## 1 Introduction

The theory of fractional integral inequalities plays a vital role in the field of mathematical sciences. There is one of the most famous inequalities for convex functions known as Hermite–Hadamard inequality. Many researchers studied this inequality and published various generalizations and extensions by using fractional integral. We begin with the Hermite–Hadamard inequality, which is defined as follows: Let $$f:I\subseteq \mathbb{R}\rightarrow \mathbb{R}$$ be a convex function and $$a, b\in I$$ with $$a< b$$, then

$$f \biggl(\frac{a+b}{2} \biggr)\leq \frac{1}{b-a} \int _{a}^{b}f(x)\,dx \leq \frac{f(a)+f(b)}{2}.$$
(1)

Further generalizations and extensions can be found in, e.g., [3, 8, 10, 17]. In [15], the Riemann–Liouville fractional integrals $$\mathfrak{I}_{a^{+}}^{\alpha }$$ and $$\mathfrak{I}_{b^{-}}^{\alpha }$$ of order $$\alpha >0$$ are defined respectively by

$$\mathfrak{I}_{a^{+}}^{\alpha }f(x)= \frac{1}{\varGamma (\alpha )} \int _{a} ^{x} (x-t)^{\alpha -1}f(t)\,dt\quad \bigl(x>a, \Re (\alpha )>0 \bigr)$$
(2)

### Set exercise:
Resume the introduction on fractional integral inequalities from the point where it stops.

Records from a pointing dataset
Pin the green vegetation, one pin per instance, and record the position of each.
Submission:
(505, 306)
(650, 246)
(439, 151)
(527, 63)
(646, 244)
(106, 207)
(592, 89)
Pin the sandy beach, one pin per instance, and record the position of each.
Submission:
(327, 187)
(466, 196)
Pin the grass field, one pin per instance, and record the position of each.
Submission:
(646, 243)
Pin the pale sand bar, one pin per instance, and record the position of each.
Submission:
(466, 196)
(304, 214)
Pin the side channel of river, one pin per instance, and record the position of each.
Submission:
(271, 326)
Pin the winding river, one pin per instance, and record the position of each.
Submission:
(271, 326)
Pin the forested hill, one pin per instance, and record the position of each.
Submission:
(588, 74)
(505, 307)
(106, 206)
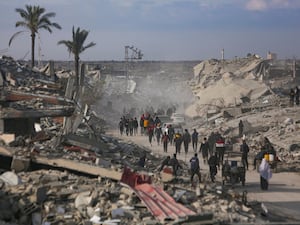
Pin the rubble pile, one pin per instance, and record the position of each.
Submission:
(89, 190)
(53, 197)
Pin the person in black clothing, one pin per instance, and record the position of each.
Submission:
(244, 148)
(195, 167)
(241, 128)
(165, 140)
(292, 97)
(186, 140)
(171, 133)
(165, 162)
(175, 165)
(213, 162)
(297, 95)
(178, 141)
(142, 160)
(135, 126)
(121, 126)
(204, 148)
(195, 140)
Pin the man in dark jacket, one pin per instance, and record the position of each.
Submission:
(175, 165)
(195, 140)
(244, 148)
(195, 167)
(186, 140)
(204, 148)
(213, 162)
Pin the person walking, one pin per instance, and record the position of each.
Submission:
(178, 141)
(244, 148)
(142, 160)
(165, 162)
(213, 162)
(195, 140)
(150, 133)
(220, 149)
(135, 126)
(292, 97)
(195, 167)
(241, 128)
(265, 174)
(158, 133)
(171, 133)
(142, 123)
(165, 140)
(204, 149)
(186, 140)
(297, 95)
(121, 126)
(175, 165)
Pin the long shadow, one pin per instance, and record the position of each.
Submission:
(255, 187)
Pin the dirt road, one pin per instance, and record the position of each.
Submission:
(283, 196)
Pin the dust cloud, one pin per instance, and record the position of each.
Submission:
(149, 88)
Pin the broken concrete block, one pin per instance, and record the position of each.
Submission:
(117, 213)
(20, 164)
(39, 195)
(36, 218)
(102, 163)
(10, 178)
(83, 199)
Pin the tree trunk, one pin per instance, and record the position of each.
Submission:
(32, 49)
(77, 70)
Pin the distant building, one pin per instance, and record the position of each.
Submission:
(271, 56)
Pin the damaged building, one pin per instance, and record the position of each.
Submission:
(27, 96)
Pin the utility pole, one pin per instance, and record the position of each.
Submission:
(136, 54)
(294, 69)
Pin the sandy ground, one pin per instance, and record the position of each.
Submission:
(283, 196)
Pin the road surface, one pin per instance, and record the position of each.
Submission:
(283, 196)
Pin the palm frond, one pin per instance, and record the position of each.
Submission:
(15, 35)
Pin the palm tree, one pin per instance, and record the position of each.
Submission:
(75, 46)
(34, 19)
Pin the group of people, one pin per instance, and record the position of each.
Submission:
(294, 96)
(211, 148)
(129, 126)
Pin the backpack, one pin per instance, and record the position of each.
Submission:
(194, 164)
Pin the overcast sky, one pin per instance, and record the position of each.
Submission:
(161, 29)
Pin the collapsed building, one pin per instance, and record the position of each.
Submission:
(81, 176)
(27, 96)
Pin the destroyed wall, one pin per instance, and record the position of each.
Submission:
(224, 83)
(28, 95)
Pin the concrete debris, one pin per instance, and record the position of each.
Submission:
(71, 172)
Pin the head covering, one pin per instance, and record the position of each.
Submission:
(264, 169)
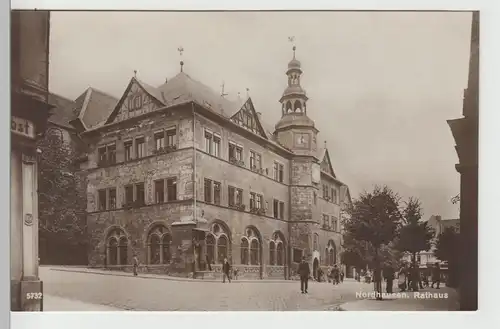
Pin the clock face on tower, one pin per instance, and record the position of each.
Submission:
(302, 140)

### Answer below:
and

$$\mathfrak{I}_{b^{-}}^{\alpha }f(x)= \frac{1}{\varGamma (\alpha )} \int _{x} ^{b} (t-x)^{\alpha -1}f(t)\,dt\quad \bigl(x< b, \Re (\alpha )>0 \bigr),$$
(3)

where Γ is the gamma function (see [18]). In [7], the left- and right-sided fractional conformable integral operators are respectively defined by

$$^{\beta }\mathfrak{I}_{a^{+}}^{\alpha }f(x)= \frac{1}{\varGamma (\beta )} \int _{a}^{x} \biggl(\frac{ (x-a )^{\alpha }- (t-a ) ^{\alpha }}{\alpha } \biggr)^{\beta -1}\frac{f(t)}{(t-a)^{1-\alpha }}\,dt,\quad x>a$$
(4)

and

$$^{\beta }\mathfrak{I}_{b^{-}}^{\alpha }f(x)= \frac{1}{\varGamma (\beta )} \int _{x}^{b} \biggl(\frac{ (b-x )^{\alpha }- (b-t ) ^{\alpha }}{\alpha } \biggr)^{\beta -1}\frac{f(t)}{(b-t)^{1-\alpha }}\,dt,\quad x< b,$$
(5)

where $$\beta \in \mathbb{C}$$ and $$\Re (\beta )>0$$. Obviously, if we consider $$a=0$$, $$b=0$$, and $$\alpha =1$$ in (4) and (5), then we get the Riemann–Liouville fractional integrals (2) and (3) respectively. In [16], Set et al. defined the following one-sided conformable fractional integral operator:

$$^{\beta }\mathfrak{I}^{\alpha }f(x)= \frac{1}{\varGamma (\beta )} \int _{0} ^{x} \biggl(\frac{x^{\alpha }-\tau ^{\alpha }}{\alpha } \biggr)^{\beta -1}\frac{f(\tau )}{\tau ^{1-\alpha }}\,d\tau .$$
(6)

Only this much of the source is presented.